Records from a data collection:
● ● ● ● ●

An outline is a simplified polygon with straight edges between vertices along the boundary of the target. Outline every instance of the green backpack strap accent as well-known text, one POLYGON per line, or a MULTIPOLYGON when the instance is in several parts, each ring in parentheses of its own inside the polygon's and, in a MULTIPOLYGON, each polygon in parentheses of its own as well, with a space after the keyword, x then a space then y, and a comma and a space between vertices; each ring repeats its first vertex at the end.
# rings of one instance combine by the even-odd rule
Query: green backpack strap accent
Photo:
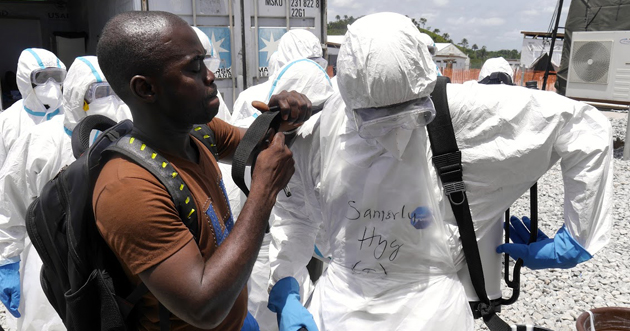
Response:
MULTIPOLYGON (((209 129, 209 128, 208 128, 209 129)), ((182 222, 188 227, 195 241, 199 243, 199 222, 197 206, 186 183, 171 163, 153 148, 132 135, 118 139, 107 150, 120 153, 147 169, 166 187, 182 222)))

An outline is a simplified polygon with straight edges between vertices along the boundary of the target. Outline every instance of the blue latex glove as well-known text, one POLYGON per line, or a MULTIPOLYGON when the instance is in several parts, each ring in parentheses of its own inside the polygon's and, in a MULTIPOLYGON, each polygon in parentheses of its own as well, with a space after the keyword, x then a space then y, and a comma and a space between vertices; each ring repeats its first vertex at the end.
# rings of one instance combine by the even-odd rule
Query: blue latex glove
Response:
POLYGON ((241 331, 260 331, 260 326, 258 326, 258 322, 249 312, 247 312, 247 317, 245 317, 245 321, 243 322, 241 331))
POLYGON ((20 317, 20 262, 0 266, 0 301, 9 313, 20 317))
POLYGON ((313 315, 300 303, 300 285, 293 277, 282 278, 271 288, 267 308, 277 314, 280 331, 298 331, 302 327, 318 331, 313 315))
POLYGON ((578 263, 588 261, 593 256, 587 252, 571 235, 564 225, 553 238, 547 237, 538 230, 535 242, 529 242, 531 221, 523 217, 510 218, 510 239, 513 244, 503 244, 497 247, 497 253, 510 254, 512 258, 522 259, 523 265, 530 269, 575 267, 578 263))

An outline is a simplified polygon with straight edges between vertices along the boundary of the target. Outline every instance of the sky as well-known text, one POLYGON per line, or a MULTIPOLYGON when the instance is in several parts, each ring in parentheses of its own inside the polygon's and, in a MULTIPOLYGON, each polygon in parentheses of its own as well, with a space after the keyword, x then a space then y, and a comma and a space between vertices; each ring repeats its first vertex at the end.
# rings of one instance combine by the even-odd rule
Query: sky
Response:
MULTIPOLYGON (((563 3, 558 32, 564 32, 570 3, 563 3)), ((417 21, 426 18, 426 29, 447 32, 456 44, 466 38, 468 47, 477 44, 490 51, 520 51, 521 31, 549 31, 557 4, 556 0, 328 0, 328 21, 334 21, 336 15, 356 18, 391 11, 417 21)))

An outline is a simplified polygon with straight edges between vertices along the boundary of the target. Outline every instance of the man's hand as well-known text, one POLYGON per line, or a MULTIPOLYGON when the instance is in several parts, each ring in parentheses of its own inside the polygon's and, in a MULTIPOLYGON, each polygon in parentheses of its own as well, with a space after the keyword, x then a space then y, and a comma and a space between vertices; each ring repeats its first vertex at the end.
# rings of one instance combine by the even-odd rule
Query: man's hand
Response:
POLYGON ((282 117, 278 130, 280 132, 298 128, 311 117, 311 101, 304 94, 295 91, 282 91, 272 95, 267 105, 254 101, 252 106, 263 113, 271 107, 278 107, 282 117))
POLYGON ((259 189, 271 190, 270 194, 275 201, 278 192, 287 186, 294 172, 293 153, 284 144, 284 134, 276 133, 269 147, 258 154, 252 174, 251 192, 259 189))

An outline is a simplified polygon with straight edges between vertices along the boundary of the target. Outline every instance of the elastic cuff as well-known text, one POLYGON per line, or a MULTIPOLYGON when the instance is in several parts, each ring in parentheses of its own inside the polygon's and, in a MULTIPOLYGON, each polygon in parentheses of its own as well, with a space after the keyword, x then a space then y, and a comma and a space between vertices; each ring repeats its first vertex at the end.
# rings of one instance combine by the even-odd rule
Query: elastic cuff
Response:
POLYGON ((20 256, 14 256, 14 257, 9 257, 9 258, 0 258, 0 267, 7 265, 7 264, 13 264, 13 263, 18 263, 20 262, 20 256))
POLYGON ((296 296, 300 300, 300 284, 293 277, 285 277, 280 279, 269 292, 269 310, 277 313, 280 312, 290 296, 296 296))
MULTIPOLYGON (((569 255, 573 255, 572 260, 575 262, 575 264, 582 263, 593 258, 593 255, 591 255, 591 253, 589 253, 584 247, 582 247, 582 245, 580 245, 579 242, 577 242, 577 240, 575 240, 575 238, 571 236, 564 225, 556 233, 554 241, 556 241, 556 238, 560 239, 564 243, 563 246, 566 247, 570 245, 573 248, 573 252, 567 253, 569 255), (567 245, 566 243, 568 243, 569 245, 567 245)), ((558 245, 559 243, 556 242, 555 244, 558 245)), ((556 250, 559 250, 559 248, 556 247, 556 250)))

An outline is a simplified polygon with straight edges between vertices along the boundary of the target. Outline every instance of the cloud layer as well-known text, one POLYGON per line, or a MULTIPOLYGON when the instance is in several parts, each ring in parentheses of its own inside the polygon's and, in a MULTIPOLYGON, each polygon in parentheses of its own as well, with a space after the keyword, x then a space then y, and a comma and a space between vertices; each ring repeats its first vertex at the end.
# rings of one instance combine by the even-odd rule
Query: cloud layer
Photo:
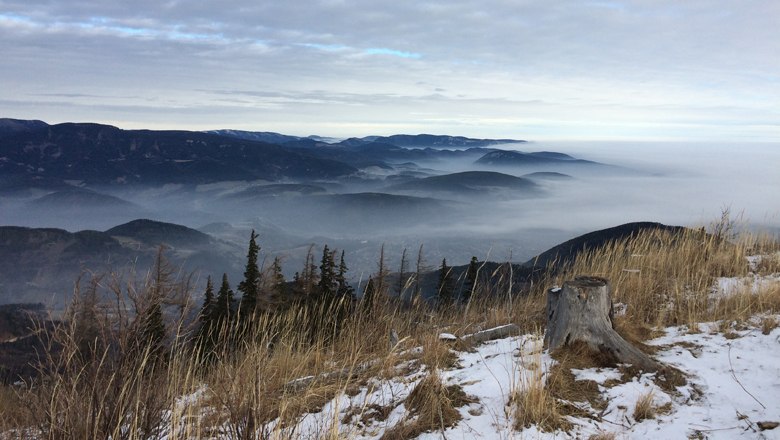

● ● ● ● ●

> **Work to be completed**
Exactly as written above, retype the lines starting at the one holding "Query: green backpack strap accent" and ending at the one holding "Query: blue latex glove", both included, but not the pictures.

> **Answer to this exercise**
Query: green backpack strap accent
Photo:
Response:
MULTIPOLYGON (((209 129, 209 128, 208 128, 209 129)), ((182 222, 188 227, 195 241, 199 243, 199 222, 197 206, 186 183, 171 163, 153 148, 132 135, 118 139, 107 150, 120 153, 147 169, 166 187, 182 222)))

An outline is a simplified polygon with straight edges between vertices along the boundary of the target. Outline every instance of the blue latex glove as well-known text, one POLYGON per line, or a MULTIPOLYGON when the instance is in several parts, each ring in parentheses of its own inside the polygon's and, in a MULTIPOLYGON, each polygon in parentheses of its own as well, with a space after the keyword, x then a space then y, and a comma and a space between vertices; each ring repeats its first vertex at the end.
# rings of one instance combine by the even-odd rule
Query: blue latex glove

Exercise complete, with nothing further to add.